Input data section start
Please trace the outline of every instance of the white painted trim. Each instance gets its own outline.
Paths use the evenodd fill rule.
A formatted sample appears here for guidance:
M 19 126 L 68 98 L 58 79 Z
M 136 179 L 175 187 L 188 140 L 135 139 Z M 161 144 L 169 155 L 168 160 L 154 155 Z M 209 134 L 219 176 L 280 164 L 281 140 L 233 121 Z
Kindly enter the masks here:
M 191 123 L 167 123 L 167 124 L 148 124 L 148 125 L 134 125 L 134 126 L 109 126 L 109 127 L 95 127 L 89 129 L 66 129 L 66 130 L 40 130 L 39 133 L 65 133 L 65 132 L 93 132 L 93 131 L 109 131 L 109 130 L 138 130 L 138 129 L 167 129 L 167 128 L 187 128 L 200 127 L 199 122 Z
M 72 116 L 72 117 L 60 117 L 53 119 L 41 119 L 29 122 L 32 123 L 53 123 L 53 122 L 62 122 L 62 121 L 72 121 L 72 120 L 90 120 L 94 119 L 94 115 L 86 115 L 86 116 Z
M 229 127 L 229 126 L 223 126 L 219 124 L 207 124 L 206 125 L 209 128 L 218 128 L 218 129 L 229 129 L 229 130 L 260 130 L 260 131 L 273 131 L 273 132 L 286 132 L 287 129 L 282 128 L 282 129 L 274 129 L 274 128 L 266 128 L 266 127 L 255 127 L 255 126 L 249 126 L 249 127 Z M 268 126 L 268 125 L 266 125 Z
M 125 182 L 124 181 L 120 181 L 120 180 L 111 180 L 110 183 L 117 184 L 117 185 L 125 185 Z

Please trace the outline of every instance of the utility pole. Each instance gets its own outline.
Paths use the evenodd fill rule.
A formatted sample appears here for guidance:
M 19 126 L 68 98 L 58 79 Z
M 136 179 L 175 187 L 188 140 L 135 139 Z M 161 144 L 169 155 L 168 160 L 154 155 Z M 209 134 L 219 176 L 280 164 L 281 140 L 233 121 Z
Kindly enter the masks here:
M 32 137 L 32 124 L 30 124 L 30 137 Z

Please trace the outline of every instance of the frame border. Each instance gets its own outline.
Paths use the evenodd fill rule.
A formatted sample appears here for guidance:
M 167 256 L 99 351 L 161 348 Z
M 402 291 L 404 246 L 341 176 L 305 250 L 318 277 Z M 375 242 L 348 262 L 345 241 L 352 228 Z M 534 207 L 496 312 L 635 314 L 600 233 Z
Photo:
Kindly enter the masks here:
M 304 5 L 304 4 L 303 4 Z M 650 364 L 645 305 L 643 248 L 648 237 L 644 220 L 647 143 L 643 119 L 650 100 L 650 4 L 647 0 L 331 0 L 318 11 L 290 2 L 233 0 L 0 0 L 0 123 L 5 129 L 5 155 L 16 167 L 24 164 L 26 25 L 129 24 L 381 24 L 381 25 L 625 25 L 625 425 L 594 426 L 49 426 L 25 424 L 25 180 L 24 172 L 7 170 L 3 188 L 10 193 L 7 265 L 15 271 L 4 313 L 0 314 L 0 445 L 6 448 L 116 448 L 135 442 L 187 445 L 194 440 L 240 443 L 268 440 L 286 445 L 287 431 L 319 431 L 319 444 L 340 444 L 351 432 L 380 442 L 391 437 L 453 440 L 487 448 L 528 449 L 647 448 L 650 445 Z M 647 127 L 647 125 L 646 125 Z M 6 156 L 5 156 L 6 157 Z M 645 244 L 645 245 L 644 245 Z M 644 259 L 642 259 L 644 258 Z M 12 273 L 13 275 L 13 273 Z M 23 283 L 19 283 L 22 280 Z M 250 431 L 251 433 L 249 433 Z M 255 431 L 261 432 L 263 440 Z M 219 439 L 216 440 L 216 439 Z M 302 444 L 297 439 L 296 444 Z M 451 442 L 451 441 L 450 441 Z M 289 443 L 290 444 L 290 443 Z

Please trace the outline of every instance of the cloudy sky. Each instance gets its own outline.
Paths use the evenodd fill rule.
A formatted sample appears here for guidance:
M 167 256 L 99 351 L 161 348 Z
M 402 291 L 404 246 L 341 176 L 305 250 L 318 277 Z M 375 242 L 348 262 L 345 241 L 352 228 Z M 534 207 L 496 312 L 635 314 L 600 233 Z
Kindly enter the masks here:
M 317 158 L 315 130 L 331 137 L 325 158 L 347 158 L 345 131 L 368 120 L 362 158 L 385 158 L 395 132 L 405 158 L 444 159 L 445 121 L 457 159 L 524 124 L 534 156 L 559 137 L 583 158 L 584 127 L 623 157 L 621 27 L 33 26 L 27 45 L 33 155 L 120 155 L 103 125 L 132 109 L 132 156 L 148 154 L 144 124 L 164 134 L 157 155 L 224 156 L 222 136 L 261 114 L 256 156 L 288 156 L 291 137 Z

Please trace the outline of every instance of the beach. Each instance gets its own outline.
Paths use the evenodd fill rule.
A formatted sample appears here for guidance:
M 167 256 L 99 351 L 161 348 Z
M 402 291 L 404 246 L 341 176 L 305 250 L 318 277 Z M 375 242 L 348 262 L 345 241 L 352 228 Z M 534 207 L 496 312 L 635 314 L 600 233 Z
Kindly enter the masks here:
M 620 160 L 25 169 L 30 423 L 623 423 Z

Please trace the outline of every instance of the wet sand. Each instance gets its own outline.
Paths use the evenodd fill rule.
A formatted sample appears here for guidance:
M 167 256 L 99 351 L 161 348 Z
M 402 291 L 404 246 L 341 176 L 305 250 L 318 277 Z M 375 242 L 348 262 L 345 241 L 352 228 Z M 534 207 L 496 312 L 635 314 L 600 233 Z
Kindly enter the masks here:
Input data section end
Problem to work on →
Find the string "Please" in the entries above. Copy each line where it occurs.

Exercise output →
Please trace the outline of every instance of the white painted trim. Each instance gets its own outline.
Please trace the outline of every instance of the utility pole. Each instance gets its own outline.
Please trace the outline of every instance of the frame border. Each instance gets its own outline.
Please trace the outline of every instance of the cloudy sky. Each instance gets its own outline.
Please trace the outline of every instance of the beach. Each instance gets its own outline.
Please trace the outline of every instance of the wet sand. Each instance gets its own outline.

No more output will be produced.